▸ **Data to process**:
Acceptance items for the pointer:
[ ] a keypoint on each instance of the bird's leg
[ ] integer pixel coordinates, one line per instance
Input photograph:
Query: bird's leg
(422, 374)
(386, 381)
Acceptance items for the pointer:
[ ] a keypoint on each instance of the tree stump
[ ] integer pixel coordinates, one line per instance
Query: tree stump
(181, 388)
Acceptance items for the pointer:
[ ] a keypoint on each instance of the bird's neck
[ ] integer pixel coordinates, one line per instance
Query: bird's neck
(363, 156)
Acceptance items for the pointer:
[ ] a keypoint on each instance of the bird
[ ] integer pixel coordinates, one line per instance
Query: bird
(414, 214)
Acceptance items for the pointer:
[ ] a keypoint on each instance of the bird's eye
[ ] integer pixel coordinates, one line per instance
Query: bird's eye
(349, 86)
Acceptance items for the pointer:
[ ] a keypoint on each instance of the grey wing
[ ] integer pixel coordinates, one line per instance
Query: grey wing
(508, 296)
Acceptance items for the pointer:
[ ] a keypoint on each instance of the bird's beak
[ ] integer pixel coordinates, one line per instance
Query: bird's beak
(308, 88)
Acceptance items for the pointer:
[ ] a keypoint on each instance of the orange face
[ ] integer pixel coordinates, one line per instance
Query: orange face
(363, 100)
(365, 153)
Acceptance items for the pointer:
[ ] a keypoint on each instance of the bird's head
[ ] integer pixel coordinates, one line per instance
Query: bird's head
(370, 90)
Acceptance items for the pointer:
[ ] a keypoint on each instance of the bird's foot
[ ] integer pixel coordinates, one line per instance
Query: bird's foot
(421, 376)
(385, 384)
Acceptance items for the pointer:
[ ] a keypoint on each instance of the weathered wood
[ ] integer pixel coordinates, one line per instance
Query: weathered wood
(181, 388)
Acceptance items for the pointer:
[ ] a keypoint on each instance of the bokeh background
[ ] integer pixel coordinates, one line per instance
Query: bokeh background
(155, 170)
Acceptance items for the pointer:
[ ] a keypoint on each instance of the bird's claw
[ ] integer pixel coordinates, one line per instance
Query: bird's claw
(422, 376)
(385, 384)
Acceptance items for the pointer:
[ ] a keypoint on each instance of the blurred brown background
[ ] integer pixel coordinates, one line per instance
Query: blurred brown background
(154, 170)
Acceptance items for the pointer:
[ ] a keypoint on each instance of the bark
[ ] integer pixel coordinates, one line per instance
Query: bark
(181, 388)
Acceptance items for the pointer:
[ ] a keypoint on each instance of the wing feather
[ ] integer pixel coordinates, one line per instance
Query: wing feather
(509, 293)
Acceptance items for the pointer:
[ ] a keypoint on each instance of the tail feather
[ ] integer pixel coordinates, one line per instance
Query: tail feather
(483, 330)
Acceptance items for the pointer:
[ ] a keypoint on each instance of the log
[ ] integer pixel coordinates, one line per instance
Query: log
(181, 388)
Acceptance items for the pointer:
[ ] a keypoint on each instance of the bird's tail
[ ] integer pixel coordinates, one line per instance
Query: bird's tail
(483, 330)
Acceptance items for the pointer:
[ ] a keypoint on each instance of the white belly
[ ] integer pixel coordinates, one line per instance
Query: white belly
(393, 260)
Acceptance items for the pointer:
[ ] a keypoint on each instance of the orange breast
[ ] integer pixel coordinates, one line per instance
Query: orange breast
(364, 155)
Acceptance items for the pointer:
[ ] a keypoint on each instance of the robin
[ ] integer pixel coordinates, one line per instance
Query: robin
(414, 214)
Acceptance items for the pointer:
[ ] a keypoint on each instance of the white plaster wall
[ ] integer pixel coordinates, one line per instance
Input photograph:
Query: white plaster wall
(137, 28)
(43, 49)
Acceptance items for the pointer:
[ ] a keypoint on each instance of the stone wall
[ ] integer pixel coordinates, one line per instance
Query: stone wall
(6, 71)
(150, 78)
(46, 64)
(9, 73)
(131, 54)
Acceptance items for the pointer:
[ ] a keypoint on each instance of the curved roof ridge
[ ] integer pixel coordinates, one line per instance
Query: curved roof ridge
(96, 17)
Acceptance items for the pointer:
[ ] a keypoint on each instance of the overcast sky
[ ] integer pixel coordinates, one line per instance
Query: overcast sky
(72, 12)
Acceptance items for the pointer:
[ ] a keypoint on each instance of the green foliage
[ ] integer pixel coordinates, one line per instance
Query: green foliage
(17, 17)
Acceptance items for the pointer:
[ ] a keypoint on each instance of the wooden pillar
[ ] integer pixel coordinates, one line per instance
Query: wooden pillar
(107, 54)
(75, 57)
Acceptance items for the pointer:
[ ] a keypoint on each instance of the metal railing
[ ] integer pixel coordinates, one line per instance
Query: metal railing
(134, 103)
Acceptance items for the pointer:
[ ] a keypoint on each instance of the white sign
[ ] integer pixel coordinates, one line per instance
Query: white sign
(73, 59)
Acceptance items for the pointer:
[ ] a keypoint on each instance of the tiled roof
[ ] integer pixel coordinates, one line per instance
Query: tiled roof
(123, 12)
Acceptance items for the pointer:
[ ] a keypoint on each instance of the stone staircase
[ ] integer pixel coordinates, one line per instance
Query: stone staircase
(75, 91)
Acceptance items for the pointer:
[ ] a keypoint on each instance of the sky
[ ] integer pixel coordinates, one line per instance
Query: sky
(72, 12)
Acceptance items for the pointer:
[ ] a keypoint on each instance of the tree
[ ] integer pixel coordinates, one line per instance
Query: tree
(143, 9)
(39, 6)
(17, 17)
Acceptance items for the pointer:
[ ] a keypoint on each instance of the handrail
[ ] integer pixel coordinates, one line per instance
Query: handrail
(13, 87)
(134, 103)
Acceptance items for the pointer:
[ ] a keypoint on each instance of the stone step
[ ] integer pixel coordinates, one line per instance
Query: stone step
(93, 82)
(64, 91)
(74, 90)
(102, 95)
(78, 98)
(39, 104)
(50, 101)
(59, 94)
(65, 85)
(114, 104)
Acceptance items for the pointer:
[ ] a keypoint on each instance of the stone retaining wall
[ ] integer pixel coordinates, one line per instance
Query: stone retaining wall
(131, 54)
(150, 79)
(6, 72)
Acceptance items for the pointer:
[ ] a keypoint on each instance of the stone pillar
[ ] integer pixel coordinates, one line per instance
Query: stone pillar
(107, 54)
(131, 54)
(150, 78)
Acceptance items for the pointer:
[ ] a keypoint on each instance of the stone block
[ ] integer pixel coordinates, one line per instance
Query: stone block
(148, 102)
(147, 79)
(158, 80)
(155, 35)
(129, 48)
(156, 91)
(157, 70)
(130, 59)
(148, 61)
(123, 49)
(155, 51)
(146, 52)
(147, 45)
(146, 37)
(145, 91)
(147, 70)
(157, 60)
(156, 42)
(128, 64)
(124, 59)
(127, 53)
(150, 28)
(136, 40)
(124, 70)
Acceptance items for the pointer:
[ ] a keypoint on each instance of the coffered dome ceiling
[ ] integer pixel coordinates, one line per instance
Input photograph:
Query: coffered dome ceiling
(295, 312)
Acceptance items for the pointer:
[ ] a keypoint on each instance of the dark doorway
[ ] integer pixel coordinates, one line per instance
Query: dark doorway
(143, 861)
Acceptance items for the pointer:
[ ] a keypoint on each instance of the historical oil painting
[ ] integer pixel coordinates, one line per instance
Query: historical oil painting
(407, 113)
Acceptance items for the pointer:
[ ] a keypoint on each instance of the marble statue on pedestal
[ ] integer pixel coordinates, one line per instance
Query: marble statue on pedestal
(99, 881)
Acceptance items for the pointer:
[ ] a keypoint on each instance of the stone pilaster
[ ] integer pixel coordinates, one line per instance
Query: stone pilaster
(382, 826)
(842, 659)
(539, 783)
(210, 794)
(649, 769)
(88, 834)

▸ **Problem**:
Print the listing above in full, exactly as it is.

▸ **Solution to this task**:
Acceptance items for the pointer:
[ ] a keypoint on each instance of the bird's leg
[ ] integer pixel coordinates, one line per instance
Input photograph:
Query: bird's leg
(422, 374)
(386, 381)
Acceptance items for the pointer:
[ ] a keypoint on each instance of the tree stump
[ ] integer pixel coordinates, one line per instance
Query: tree stump
(181, 388)
Acceptance items for the pointer:
[ ] a keypoint on each instance of the bird's neck
[ ] integer pixel coordinates, one line per instance
Query: bird's neck
(363, 156)
Acceptance items for the pointer:
[ ] a keypoint on each instance of the bird
[ ] integer pixel coordinates, one line per instance
Query: bird
(414, 214)
Acceptance items for the pointer:
[ ] a keypoint on each instance of the bird's eye
[ ] integer pixel coordinates, one line per instance
Query: bird's eye
(349, 86)
Acceptance items for the pointer:
[ ] a keypoint on each instance of the grey wing
[ ] integer pixel coordinates, one line per instance
Query: grey wing
(508, 296)
Acceptance items for the pointer:
[ ] a keypoint on each instance of the bird's beak
[ ] integer pixel coordinates, one line per instance
Query: bird's beak
(308, 88)
Acceptance items for the pointer:
[ ] a keypoint on each instance of the orange face
[ ] integer pixel coordinates, one line per instance
Query: orange face
(363, 100)
(365, 153)
Acceptance items for the pointer:
[ ] a keypoint on each instance of the bird's head
[ ] integer pixel coordinates, one line per instance
Query: bird's head
(370, 90)
Acceptance items for the pointer:
[ ] a keypoint on each instance of the bird's foot
[ ] integer pixel coordinates, one line per instance
Query: bird's foot
(421, 376)
(385, 384)
Acceptance items for the pointer:
[ ] a keypoint on each instance of the weathered wood
[ ] integer pixel coordinates, one line per instance
Query: weathered wood
(181, 388)
Acceptance items for the pointer:
[ ] a keypoint on each instance of the bokeh background
[ ] integer pixel coordinates, one line per instance
Query: bokeh background
(155, 170)
Acceptance items for the pointer:
[ ] a keypoint on each instance of the bird's claw
[ ] integer pixel coordinates, one line per instance
Query: bird's claw
(422, 376)
(385, 384)
Acceptance items for the pointer:
[ ] a keypoint on each instance of the blurred brown background
[ ] integer pixel coordinates, one line per instance
Query: blurred brown background
(154, 170)
Acceptance items for the pointer:
[ ] a keypoint on each instance of the bark
[ ] integer pixel coordinates, one line per instance
Query: bark
(181, 388)
Acceptance items for the pointer:
[ ] a keypoint on each instance of the wing feather
[ ] integer pixel coordinates, one line per instance
Query: wing feather
(509, 293)
Acceptance items for the pointer:
[ ] a keypoint on each instance of the tail feather
[ ] integer pixel coordinates, one line per instance
Query: tail feather
(483, 330)
Acceptance items for the pointer:
[ ] a keypoint on each instance of the log
[ ] integer pixel coordinates, one line per instance
Query: log
(181, 388)
Acceptance items for the pointer:
[ ] a keypoint on each instance of the bird's tail
[ ] integer pixel coordinates, one line per instance
Query: bird's tail
(483, 330)
Acceptance items for the pointer:
[ ] a keypoint on each instance of the white belly
[ ] integer pixel coordinates, one line per instance
Query: white belly
(393, 260)
Acceptance items for the pointer:
[ ] a keypoint on each instance of the orange breast
[ ] integer pixel coordinates, one line per instance
Query: orange breast
(364, 155)
Acceptance items for the pointer:
[ ] a keypoint on each instance of the robin
[ ] integer pixel coordinates, one line per instance
Query: robin
(414, 214)
Acceptance items for the pointer:
[ ] a keypoint on each instance of the white plaster wall
[ ] integer pixel coordinates, one line per instance
Input photograph:
Query: white plaster wall
(137, 28)
(43, 49)
Acceptance items for the pointer:
[ ] a keypoint on each instance of the stone wall
[ ] integer pixel coordinates, one line per instance
Query: stone wall
(6, 71)
(150, 78)
(46, 64)
(9, 73)
(131, 54)
Acceptance items for the pointer:
[ ] a keypoint on each instance of the curved roof ridge
[ ] integer pixel coordinates, one line per instance
Query: curved roof ridge
(96, 17)
Acceptance items for the pointer:
[ ] a keypoint on each instance of the overcast sky
[ ] integer pixel coordinates, one line per instance
Query: overcast sky
(72, 12)
Acceptance items for the pointer:
[ ] a keypoint on each instance of the green foliage
[ ] integer pixel coordinates, one line per instance
Query: green foliage
(17, 17)
Acceptance items for the pointer:
[ ] a keypoint on each instance of the wooden pillar
[ ] integer pixel coordinates, one line per instance
Query: wooden pillar
(107, 54)
(75, 57)
Acceptance items for the pointer:
[ ] a keypoint on each instance of the metal railing
[ ] integer pixel coordinates, one line per instance
Query: metal railing
(134, 103)
Acceptance items for the pointer:
[ ] a keypoint on each instance of the white sign
[ ] integer pixel coordinates, one line per instance
Query: white sign
(73, 59)
Acceptance items for the pointer:
[ ] a keypoint on each instance of the tiled roof
[ ] integer pixel coordinates, one line per instance
Query: tiled roof
(123, 12)
Acceptance items for the pointer:
[ ] a keypoint on each instance of the stone staircase
[ ] integer pixel coordinates, one line per instance
Query: stone staircase
(75, 91)
Acceptance items for the pointer:
[ ] a keypoint on each instance of the sky
[ ] integer pixel coordinates, one line per instance
Query: sky
(72, 12)
Acceptance items for the pointer:
[ ] a keypoint on each instance of the tree
[ ] integer pixel coordinates, one line per instance
Query: tree
(143, 9)
(39, 6)
(17, 17)
Acceptance items for the pointer:
[ ] a keypoint on each instance of the handrail
[ ] integer pixel coordinates, one line per instance
Query: handrail
(13, 87)
(134, 103)
Acceptance items for the pointer:
[ ] a keypoint on each instance of the stone step
[ ] integer pixel coordinates, one line per instance
Query: stone step
(93, 82)
(64, 91)
(74, 90)
(102, 95)
(78, 98)
(39, 104)
(50, 101)
(59, 94)
(65, 85)
(114, 104)
Acceptance items for the pointer:
[ ] a keypoint on each instance of the stone retaining wall
[ ] integer pixel coordinates, one line per instance
Query: stone retaining wall
(131, 54)
(150, 79)
(6, 72)
Acceptance items for the pointer:
[ ] a keypoint on each instance of the stone pillar
[ ] integer pixel coordinates, one line per instance
Query: stone pillar
(107, 54)
(131, 54)
(150, 78)
Acceptance items for the pointer:
[ ] a keypoint on each instance of the stone block
[ ] integer pixel coordinates, one line per instance
Query: stone block
(148, 102)
(147, 79)
(158, 80)
(155, 35)
(129, 48)
(156, 91)
(157, 70)
(130, 59)
(148, 61)
(123, 49)
(155, 51)
(146, 52)
(147, 45)
(146, 37)
(145, 91)
(147, 70)
(157, 60)
(156, 42)
(128, 64)
(124, 59)
(127, 53)
(150, 28)
(136, 40)
(124, 70)
Acceptance items for the pointer:
[ ] a keypoint on each instance of the coffered dome ceiling
[ ] integer pixel coordinates, one line per instance
Input photograph:
Query: coffered dome ceiling
(295, 312)
Acceptance items for the pointer:
[ ] a keypoint on each instance of the dark doorway
[ ] integer pixel coordinates, one line per instance
Query: dark doorway
(143, 861)
Acceptance items for the pointer:
[ ] a keypoint on each instance of the historical oil painting
[ ] integer pixel coordinates, one line per instance
Query: historical oil painting
(407, 113)
Acceptance items for the pointer:
[ ] a keypoint on each instance of the marble statue on pedestal
[ ] integer pixel coordinates, one line per instance
Query: marble statue on pedestal
(99, 881)
Acceptance items for the pointer:
[ ] a keypoint on each instance of the stone pilaster
[ ] integer pixel coordinates, one line per instance
Query: stone pilaster
(382, 826)
(842, 659)
(539, 783)
(210, 794)
(649, 769)
(88, 834)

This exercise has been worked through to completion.